=== Task data ===

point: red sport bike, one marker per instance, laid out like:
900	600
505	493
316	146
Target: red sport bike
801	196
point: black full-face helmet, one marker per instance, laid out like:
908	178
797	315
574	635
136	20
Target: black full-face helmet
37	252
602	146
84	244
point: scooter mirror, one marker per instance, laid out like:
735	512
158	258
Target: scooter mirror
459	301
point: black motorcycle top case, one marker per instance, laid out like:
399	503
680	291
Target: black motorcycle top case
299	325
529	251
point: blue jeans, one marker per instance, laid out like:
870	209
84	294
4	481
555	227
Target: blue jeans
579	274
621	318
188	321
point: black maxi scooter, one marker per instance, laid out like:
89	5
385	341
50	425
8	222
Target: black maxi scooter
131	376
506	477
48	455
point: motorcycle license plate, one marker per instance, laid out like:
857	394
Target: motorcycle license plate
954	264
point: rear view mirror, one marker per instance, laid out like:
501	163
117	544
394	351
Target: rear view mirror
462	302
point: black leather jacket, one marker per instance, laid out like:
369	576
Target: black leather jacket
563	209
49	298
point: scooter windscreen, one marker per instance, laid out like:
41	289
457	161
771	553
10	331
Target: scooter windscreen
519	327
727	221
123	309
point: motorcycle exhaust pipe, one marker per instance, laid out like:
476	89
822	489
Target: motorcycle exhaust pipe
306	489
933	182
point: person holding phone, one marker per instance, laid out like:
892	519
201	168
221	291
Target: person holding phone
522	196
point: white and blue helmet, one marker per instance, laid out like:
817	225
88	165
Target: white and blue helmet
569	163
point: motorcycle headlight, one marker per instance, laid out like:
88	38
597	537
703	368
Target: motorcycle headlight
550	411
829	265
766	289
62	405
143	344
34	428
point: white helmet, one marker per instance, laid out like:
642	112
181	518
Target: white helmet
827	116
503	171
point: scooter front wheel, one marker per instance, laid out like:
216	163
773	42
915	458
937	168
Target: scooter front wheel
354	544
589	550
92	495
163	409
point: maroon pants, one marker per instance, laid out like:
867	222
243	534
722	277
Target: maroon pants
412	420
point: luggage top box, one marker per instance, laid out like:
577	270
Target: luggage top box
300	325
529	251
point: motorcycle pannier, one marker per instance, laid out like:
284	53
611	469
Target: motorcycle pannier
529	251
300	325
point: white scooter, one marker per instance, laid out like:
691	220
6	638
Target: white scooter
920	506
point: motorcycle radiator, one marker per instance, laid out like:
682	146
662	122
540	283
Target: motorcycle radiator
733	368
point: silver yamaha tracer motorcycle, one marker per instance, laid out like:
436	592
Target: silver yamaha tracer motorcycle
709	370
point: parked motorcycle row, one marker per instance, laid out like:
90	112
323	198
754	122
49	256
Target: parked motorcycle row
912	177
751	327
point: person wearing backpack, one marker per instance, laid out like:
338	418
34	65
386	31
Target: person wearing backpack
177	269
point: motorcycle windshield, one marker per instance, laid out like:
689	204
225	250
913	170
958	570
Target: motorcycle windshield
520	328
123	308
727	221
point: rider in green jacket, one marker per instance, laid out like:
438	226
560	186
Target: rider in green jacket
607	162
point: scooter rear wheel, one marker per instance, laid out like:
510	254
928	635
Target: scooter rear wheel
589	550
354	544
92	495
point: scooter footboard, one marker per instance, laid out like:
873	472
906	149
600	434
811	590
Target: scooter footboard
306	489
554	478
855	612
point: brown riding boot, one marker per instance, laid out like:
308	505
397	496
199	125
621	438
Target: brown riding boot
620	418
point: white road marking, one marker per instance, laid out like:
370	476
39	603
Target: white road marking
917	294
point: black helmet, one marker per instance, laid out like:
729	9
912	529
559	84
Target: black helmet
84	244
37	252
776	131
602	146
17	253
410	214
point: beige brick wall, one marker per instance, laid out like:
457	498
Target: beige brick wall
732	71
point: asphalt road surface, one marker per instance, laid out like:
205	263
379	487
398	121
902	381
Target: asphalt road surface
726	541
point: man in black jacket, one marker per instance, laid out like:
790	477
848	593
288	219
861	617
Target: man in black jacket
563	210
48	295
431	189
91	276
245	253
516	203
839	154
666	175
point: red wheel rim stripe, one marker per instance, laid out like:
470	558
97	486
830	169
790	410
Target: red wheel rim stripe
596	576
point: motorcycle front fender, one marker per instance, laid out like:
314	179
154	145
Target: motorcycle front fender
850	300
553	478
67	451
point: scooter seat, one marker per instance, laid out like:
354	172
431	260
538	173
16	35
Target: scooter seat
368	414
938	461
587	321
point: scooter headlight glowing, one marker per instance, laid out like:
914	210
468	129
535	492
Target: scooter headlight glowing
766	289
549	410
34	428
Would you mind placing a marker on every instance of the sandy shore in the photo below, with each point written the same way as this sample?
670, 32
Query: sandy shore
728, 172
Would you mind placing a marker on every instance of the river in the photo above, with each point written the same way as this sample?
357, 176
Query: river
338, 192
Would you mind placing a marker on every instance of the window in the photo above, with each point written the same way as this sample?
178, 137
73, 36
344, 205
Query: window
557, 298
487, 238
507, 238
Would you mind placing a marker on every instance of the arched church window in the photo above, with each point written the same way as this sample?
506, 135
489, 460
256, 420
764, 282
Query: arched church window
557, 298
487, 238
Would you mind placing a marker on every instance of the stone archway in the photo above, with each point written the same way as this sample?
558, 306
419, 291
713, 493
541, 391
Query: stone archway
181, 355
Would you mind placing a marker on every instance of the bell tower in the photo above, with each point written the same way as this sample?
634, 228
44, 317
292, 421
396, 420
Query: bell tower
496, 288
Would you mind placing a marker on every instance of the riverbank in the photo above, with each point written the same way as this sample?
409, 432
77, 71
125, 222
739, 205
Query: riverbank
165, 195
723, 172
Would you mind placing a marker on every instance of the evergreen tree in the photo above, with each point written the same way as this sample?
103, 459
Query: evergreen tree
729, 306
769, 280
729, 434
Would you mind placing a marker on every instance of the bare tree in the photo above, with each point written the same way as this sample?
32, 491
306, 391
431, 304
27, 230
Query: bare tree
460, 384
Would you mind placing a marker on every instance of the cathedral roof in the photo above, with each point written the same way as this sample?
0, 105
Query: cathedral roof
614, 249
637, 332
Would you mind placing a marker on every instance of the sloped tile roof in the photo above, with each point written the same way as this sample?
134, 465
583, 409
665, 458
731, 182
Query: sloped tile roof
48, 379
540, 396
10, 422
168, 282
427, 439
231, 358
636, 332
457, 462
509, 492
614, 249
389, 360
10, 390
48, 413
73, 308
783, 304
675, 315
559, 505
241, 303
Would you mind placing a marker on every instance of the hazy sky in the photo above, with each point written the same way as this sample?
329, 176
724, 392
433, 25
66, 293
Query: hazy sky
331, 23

===

What to work on: Repeat the data in full, matching each line exactly.

Task response:
point: red sport bike, one marker per instance, laid out like:
900	600
505	493
316	146
Target: red sport bike
801	196
point: black full-face helmet, one marker per instance, laid out like:
908	178
797	315
574	635
136	20
Target: black full-face helmet
37	252
602	146
84	244
point: scooter mirror, one marker per instance, laid out like:
735	512
158	258
Target: scooter mirror
459	301
point: black motorcycle top case, one marker per instance, laid out like:
399	503
680	291
Target: black motorcycle top case
299	325
529	251
point: blue jeans, one marker per instance, laid out like:
870	209
84	294
4	481
555	227
Target: blue jeans
579	274
621	318
188	321
point: black maxi scooter, one marker per instance, laid out like:
89	5
385	341
50	425
8	222
Target: black maxi scooter
131	376
506	477
48	455
point: motorcycle license plate, one marker per instance, laid out like:
857	394
Target: motorcycle license plate
954	264
point: rear view mirror, one marker per instance, laid out like:
501	163
117	544
394	351
Target: rear view mirror
462	302
point: black leather jacket, one marker per instance, laid out like:
369	576
Target: black leather jacket
563	209
49	298
point: scooter windscreen, one marker per instance, laid out like:
41	289
457	161
771	553
10	331
Target: scooter windscreen
519	327
727	221
123	309
point: motorcycle exhaust pipe, one marker per instance, laid out like:
476	89
822	489
Target: motorcycle exhaust pipe
306	489
933	182
point: person holding phone, one marker per instance, laid out like:
892	519
201	168
221	291
Target: person holding phone
522	196
point: white and blue helmet, one marker per instance, laid out like:
817	225
88	165
Target: white and blue helmet
569	163
point: motorcycle headlight, one marker per instance, laid out like:
88	38
597	537
703	368
Target: motorcycle headlight
550	411
829	265
766	289
62	405
143	344
34	428
point: white helmet, one marker per instance, laid out like:
642	112
181	518
Target: white helmet
827	116
503	171
point: scooter front wheel, one marker per instance, laid out like:
216	163
773	42
915	458
937	168
Target: scooter front wheel
354	544
589	550
92	495
163	409
point: maroon pants, one marker per instance, laid out like:
867	222
243	534
722	277
Target: maroon pants
412	420
point: luggage top box, one marker per instance, laid out like:
577	270
Target: luggage top box
300	325
529	251
point: motorcycle pannier, one marker per instance, laid out like:
284	53
611	469
Target: motorcycle pannier
529	251
300	325
point: white scooter, one marker per instance, laid out like:
691	220
6	638
Target: white scooter
920	506
point: motorcycle radiator, one marker per instance, laid out like:
682	146
662	122
540	283
Target: motorcycle radiator
733	368
point: silver yamaha tracer motorcycle, one marker per instance, laid out like:
436	592
Target: silver yamaha tracer motorcycle
709	370
point: parked motorcycle row, one marker per instance, laid out like:
90	112
323	198
754	122
49	256
Target: parked motorcycle row
912	177
751	327
point: person wearing backpack, one marker per instance, laid out like:
338	418
34	65
386	31
Target: person wearing backpack
177	269
point: motorcycle windshield, one marker per instance, laid out like:
689	204
225	250
913	170
958	570
Target: motorcycle windshield
520	328
123	308
727	221
point: rider in green jacket, one marker per instance, laid out like:
438	226
560	186
Target: rider in green jacket
607	162
point: scooter rear wheel, one marker per instance, laid out like:
510	254
928	635
Target: scooter rear wheel
589	550
354	544
92	495
point: scooter footboard, one marker per instance, laid out like:
873	472
906	149
600	434
811	590
Target: scooter footboard
306	489
554	478
855	612
point: brown riding boot, one marker per instance, laid out like:
308	505
397	496
199	125
621	438
Target: brown riding boot
620	418
point: white road marking, one marker per instance, laid out like:
370	476
39	603
Target: white road marking
917	294
point: black helmet, one marker per instance, laid out like:
729	9
912	529
559	84
Target: black helmet
84	244
37	252
776	131
602	146
17	253
410	214
point: beige brick wall, one marker per instance, laid out like:
457	498
Target: beige brick wall
732	71
point: asphalt road surface, one marker per instance, laid out like:
205	263
379	487
398	121
902	381
Target: asphalt road surface
726	541
point: man in black jacket, one marker per instance, laid out like:
790	477
848	593
288	219
861	617
Target: man in black jacket
563	210
48	295
431	189
91	276
245	253
516	203
839	154
666	175
point: red wheel rim stripe, one marker per instance, laid out like:
470	558
97	486
830	169
790	410
Target: red wheel rim stripe
596	576
point: motorcycle front fender, one marker per instance, laid out like:
314	179
154	145
Target: motorcycle front fender
850	300
553	478
67	451
point: scooter seat, one marker per instance, laid out like:
354	172
431	260
538	173
16	35
Target: scooter seat
368	414
938	461
587	321
point: scooter headlight glowing, one marker per instance, laid out like:
914	210
468	129
535	492
Target: scooter headlight glowing
766	289
549	410
34	428
Would you mind placing a marker on every instance of the sandy shore in the photo below, with each point written the same way as this sample?
670, 32
Query: sandy shore
728, 172
Would you mind placing a marker on every instance of the river in the photo above, with each point written the same way as this sample?
357, 176
Query: river
338, 192
Would you mind placing a marker on every instance of the window in the photo above, with each point written the same way as this sample?
178, 137
73, 36
344, 205
Query: window
557, 298
487, 238
507, 238
Would you mind placing a marker on every instance of the arched church window in the photo above, with each point written the same way as this sample?
506, 135
489, 460
256, 420
764, 282
Query: arched church window
557, 298
487, 238
Would you mind placing a marker on every instance of the stone archway in the photo above, with each point written the same way as this sample?
558, 306
419, 291
713, 493
541, 391
Query: stone archway
181, 355
Would you mind placing a marker on every instance of the bell tower in the photo above, with each point written the same way as this sample?
634, 228
44, 317
292, 421
396, 420
Query: bell tower
496, 288
Would you mind placing a marker on every instance of the riverbank in the photo above, with each point written the same way as this sample?
409, 432
77, 71
125, 222
739, 205
Query: riverbank
165, 195
723, 172
Would you mind placing a marker on every instance of the evergreen tree in the photo above, with each point written the same way as this sample?
103, 459
Query: evergreen tree
729, 306
769, 280
729, 434
Would you mind placing a marker on every instance of the bare tree in the photo above, with each point written the same way as this sample?
32, 491
306, 391
431, 304
27, 230
Query: bare tree
460, 384
Would you mind placing a marker on every instance of the cathedral roof in the photo above, with each point written the same way as this sample?
0, 105
Query: cathedral roof
614, 249
637, 332
Would you mind placing a marker on every instance of the sloped tile roof in the photo above, with each point written the same way as this sample?
134, 465
583, 409
665, 458
731, 182
Query: sloped tile roof
48, 379
540, 396
10, 422
168, 282
427, 439
231, 358
636, 332
457, 462
509, 492
614, 249
389, 360
10, 390
48, 413
73, 308
783, 304
675, 315
559, 505
241, 303
Would you mind placing a marker on every instance of the hazy sky in the photo above, with each point written the same way as this sample?
329, 176
724, 392
433, 25
66, 293
Query: hazy sky
331, 23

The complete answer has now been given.